» Task statement: The data must be written out once more, precisely as given.

» Dataset records:
--*--

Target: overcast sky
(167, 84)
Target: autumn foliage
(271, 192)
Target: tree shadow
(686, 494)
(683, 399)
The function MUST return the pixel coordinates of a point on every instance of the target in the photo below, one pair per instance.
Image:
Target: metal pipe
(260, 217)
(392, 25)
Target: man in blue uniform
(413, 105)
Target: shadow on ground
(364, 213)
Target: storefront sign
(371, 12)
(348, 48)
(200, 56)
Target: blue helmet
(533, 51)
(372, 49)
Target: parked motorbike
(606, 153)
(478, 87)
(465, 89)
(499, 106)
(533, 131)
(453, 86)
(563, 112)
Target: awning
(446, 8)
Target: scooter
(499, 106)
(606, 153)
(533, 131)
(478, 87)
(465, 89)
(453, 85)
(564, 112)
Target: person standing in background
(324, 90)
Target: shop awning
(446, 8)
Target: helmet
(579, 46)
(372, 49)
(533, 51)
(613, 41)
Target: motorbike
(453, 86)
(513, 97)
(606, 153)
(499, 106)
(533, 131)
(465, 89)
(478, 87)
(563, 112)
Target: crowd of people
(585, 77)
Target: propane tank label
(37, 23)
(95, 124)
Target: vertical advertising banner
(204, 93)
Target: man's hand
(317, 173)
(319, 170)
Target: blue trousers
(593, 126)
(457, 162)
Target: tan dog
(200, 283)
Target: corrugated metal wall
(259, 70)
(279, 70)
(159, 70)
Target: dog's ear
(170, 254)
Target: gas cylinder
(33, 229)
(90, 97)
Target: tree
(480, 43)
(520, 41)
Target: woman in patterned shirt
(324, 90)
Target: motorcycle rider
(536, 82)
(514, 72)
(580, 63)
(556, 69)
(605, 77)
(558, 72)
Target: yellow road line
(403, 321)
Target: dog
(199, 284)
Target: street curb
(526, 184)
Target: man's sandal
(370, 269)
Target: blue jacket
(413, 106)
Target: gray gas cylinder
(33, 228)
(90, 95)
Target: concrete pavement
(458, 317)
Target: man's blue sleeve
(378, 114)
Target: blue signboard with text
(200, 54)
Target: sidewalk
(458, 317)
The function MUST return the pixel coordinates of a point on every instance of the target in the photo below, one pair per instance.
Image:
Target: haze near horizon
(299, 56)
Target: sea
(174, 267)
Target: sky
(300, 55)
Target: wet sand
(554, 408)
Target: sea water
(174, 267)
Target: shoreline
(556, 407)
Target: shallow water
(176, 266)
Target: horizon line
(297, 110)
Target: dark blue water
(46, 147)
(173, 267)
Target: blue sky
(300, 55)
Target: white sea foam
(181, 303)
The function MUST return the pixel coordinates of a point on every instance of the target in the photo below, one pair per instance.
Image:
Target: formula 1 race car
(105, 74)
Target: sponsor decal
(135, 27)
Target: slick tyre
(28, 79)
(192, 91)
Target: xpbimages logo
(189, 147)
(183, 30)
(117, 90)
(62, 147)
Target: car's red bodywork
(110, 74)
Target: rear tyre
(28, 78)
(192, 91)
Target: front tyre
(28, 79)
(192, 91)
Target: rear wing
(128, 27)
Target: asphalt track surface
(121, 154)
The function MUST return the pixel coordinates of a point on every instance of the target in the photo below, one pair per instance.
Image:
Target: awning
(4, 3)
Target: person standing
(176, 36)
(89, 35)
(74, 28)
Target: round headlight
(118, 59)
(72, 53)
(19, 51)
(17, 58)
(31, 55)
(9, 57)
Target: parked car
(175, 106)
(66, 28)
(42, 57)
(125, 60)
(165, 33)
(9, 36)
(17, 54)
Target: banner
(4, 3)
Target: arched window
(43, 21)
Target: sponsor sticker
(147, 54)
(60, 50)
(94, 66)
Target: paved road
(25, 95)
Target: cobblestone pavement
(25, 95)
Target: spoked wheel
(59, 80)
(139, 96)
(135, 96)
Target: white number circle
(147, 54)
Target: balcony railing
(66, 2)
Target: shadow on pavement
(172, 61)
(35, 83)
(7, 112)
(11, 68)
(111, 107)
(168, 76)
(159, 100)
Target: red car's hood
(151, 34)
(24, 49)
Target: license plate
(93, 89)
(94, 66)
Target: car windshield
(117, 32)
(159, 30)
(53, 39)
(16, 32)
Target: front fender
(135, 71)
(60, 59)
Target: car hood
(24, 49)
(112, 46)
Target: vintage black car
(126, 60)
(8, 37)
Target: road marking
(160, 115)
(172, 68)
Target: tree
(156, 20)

--*--

» Exercise response:
Target: overcast sky
(167, 84)
Target: autumn foliage
(271, 192)
Target: tree shadow
(686, 494)
(683, 399)
The function MUST return the pixel coordinates of a point on every instance of the target in the photo below, one pair per instance.
Image:
Target: metal pipe
(260, 217)
(392, 25)
Target: man in blue uniform
(413, 105)
Target: shadow on ground
(364, 213)
Target: storefront sign
(371, 12)
(348, 48)
(200, 56)
Target: blue helmet
(533, 51)
(372, 49)
Target: parked motorbike
(606, 153)
(478, 87)
(465, 89)
(499, 106)
(533, 131)
(453, 86)
(563, 112)
Target: awning
(446, 8)
Target: scooter
(499, 106)
(606, 153)
(533, 131)
(478, 87)
(465, 89)
(453, 85)
(564, 112)
Target: person standing in background
(324, 90)
Target: shop awning
(446, 8)
Target: helmet
(579, 46)
(372, 49)
(533, 51)
(613, 41)
Target: motorbike
(453, 86)
(513, 97)
(606, 153)
(499, 106)
(533, 131)
(465, 89)
(478, 87)
(563, 112)
Target: crowd of people
(585, 77)
Target: propane tank label
(37, 23)
(95, 124)
Target: vertical advertising banner
(204, 93)
Target: man's hand
(317, 173)
(319, 170)
Target: blue trousers
(593, 126)
(457, 162)
Target: tan dog
(200, 283)
Target: corrugated metal wall
(259, 70)
(279, 70)
(159, 70)
Target: dog's ear
(170, 254)
Target: gas cylinder
(33, 229)
(90, 97)
Target: tree
(480, 43)
(520, 41)
Target: woman in patterned shirt
(324, 90)
Target: motorcycle rider
(536, 82)
(514, 72)
(580, 63)
(556, 69)
(605, 77)
(558, 72)
Target: yellow road line
(403, 321)
Target: dog
(199, 284)
Target: street curb
(526, 184)
Target: man's sandal
(370, 269)
Target: blue jacket
(413, 106)
Target: gray gas cylinder
(33, 228)
(90, 95)
Target: concrete pavement
(458, 317)
Target: man's blue sleeve
(378, 114)
Target: blue signboard with text
(200, 54)
Target: sidewalk
(458, 317)
The function MUST return the pixel coordinates of a point on every instance of the target in the photo below, one pair per instance.
Image:
Target: haze near horizon
(299, 56)
Target: sea
(174, 267)
Target: sky
(300, 55)
Target: wet sand
(554, 408)
Target: sea water
(174, 267)
Target: shoreline
(556, 407)
Target: shallow water
(176, 266)
Target: horizon line
(297, 110)
Target: dark blue water
(46, 147)
(173, 267)
Target: blue sky
(300, 55)
Target: white sea foam
(181, 303)
The function MUST return the pixel coordinates of a point on every instance of the target in the photo below, one pair per instance.
Image:
Target: formula 1 race car
(105, 74)
Target: sponsor decal
(135, 27)
Target: slick tyre
(28, 79)
(192, 91)
Target: xpbimages logo
(189, 147)
(183, 30)
(117, 90)
(62, 147)
Target: car's red bodywork
(110, 74)
Target: rear tyre
(28, 78)
(192, 91)
Target: front tyre
(28, 79)
(192, 91)
Target: rear wing
(128, 27)
Target: asphalt track surface
(121, 154)
The function MUST return the pixel coordinates of a point on every instance of the target in the photo below, one pair per instance.
Image:
Target: awning
(4, 3)
Target: person standing
(176, 36)
(89, 35)
(74, 28)
Target: round headlight
(118, 59)
(72, 53)
(19, 51)
(17, 58)
(31, 55)
(9, 57)
Target: parked car
(175, 106)
(66, 28)
(42, 57)
(125, 60)
(165, 33)
(9, 36)
(17, 54)
Target: banner
(4, 3)
Target: arched window
(43, 21)
Target: sponsor sticker
(147, 54)
(60, 50)
(94, 66)
Target: paved road
(25, 95)
Target: cobblestone pavement
(25, 95)
Target: spoked wheel
(59, 80)
(139, 96)
(135, 96)
Target: white number circle
(147, 54)
Target: balcony railing
(66, 2)
Target: shadow on pavement
(172, 61)
(35, 83)
(7, 112)
(11, 68)
(111, 107)
(168, 76)
(159, 100)
Target: red car's hood
(151, 34)
(24, 49)
Target: license plate
(93, 89)
(94, 66)
Target: car windshield
(117, 32)
(159, 30)
(53, 39)
(16, 32)
Target: front fender
(135, 71)
(60, 59)
Target: car hood
(24, 49)
(112, 46)
Target: vintage black car
(126, 60)
(8, 37)
Target: road marking
(160, 115)
(172, 68)
Target: tree
(156, 20)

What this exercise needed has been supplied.